CHALLENGE:
Which lines in the items below contain the word "white"? Locate each one and copy it in full.

Pointing records:
- - - -

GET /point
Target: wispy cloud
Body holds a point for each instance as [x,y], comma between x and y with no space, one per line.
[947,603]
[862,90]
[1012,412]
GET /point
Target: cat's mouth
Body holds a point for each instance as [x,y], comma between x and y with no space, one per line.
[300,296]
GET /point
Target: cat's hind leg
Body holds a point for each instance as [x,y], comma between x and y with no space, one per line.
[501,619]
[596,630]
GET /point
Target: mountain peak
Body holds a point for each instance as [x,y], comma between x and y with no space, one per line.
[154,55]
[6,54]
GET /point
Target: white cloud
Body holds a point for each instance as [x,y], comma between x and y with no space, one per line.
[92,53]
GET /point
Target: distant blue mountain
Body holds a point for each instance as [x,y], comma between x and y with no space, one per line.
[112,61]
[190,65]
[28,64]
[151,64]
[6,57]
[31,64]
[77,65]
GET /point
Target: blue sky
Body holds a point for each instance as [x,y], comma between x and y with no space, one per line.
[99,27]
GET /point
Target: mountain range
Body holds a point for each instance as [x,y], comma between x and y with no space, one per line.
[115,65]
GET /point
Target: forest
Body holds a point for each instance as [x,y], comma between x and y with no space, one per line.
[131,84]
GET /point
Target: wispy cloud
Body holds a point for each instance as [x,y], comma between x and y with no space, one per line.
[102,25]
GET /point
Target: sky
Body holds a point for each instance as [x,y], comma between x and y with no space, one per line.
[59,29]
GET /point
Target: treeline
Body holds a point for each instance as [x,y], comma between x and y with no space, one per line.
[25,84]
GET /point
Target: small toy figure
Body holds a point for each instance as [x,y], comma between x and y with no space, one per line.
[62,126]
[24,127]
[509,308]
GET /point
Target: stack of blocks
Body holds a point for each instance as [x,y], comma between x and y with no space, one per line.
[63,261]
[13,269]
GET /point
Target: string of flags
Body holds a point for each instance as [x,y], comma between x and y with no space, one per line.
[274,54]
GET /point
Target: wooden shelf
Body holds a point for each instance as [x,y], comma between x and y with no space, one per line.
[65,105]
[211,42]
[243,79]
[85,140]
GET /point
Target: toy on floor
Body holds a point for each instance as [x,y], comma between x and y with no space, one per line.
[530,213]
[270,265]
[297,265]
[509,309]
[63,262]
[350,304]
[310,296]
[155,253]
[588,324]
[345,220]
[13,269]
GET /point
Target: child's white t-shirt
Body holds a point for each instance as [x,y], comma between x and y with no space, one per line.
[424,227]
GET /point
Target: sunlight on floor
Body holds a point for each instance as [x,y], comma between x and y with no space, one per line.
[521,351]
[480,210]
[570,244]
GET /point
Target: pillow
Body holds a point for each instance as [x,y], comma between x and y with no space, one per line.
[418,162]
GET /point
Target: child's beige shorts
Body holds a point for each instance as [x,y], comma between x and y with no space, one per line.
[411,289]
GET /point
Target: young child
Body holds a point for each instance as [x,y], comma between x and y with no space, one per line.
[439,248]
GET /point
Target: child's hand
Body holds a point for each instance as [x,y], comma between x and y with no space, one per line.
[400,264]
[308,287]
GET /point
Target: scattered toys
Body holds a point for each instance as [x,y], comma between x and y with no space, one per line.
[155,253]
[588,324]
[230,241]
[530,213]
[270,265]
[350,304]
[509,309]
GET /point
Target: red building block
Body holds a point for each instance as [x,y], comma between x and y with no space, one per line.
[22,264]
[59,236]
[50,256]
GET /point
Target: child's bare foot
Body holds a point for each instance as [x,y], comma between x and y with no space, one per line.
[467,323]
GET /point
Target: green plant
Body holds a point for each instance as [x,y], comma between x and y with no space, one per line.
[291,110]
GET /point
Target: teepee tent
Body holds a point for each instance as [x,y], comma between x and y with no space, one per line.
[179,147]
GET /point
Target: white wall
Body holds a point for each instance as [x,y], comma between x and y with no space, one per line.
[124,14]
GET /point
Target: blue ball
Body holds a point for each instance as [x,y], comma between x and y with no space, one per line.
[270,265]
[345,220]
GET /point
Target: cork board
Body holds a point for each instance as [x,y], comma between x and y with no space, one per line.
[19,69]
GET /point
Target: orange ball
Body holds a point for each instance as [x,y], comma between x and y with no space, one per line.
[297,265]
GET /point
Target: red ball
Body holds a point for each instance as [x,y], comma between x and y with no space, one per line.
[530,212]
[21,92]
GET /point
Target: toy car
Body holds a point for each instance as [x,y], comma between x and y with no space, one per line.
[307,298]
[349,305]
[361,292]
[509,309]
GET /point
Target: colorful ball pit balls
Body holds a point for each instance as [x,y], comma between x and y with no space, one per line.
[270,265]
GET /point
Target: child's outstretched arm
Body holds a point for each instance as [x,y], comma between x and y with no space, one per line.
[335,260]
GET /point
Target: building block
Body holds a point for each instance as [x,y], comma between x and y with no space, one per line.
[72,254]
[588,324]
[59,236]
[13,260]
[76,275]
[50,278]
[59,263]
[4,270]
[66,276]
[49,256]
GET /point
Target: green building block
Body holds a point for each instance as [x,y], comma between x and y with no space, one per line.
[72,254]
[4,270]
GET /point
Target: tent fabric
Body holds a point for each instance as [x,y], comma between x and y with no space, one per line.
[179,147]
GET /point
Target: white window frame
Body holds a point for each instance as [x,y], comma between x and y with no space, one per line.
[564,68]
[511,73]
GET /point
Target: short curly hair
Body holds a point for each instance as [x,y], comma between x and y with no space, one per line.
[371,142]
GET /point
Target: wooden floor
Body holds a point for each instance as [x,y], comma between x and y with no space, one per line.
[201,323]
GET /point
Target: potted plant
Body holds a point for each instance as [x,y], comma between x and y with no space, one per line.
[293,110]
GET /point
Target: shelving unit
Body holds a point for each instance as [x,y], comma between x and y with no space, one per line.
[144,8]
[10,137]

- - - -

REPLY TO THE TASK:
Target: white cloud
Target: child's white t-shirt
Target: white wall
Target: white window frame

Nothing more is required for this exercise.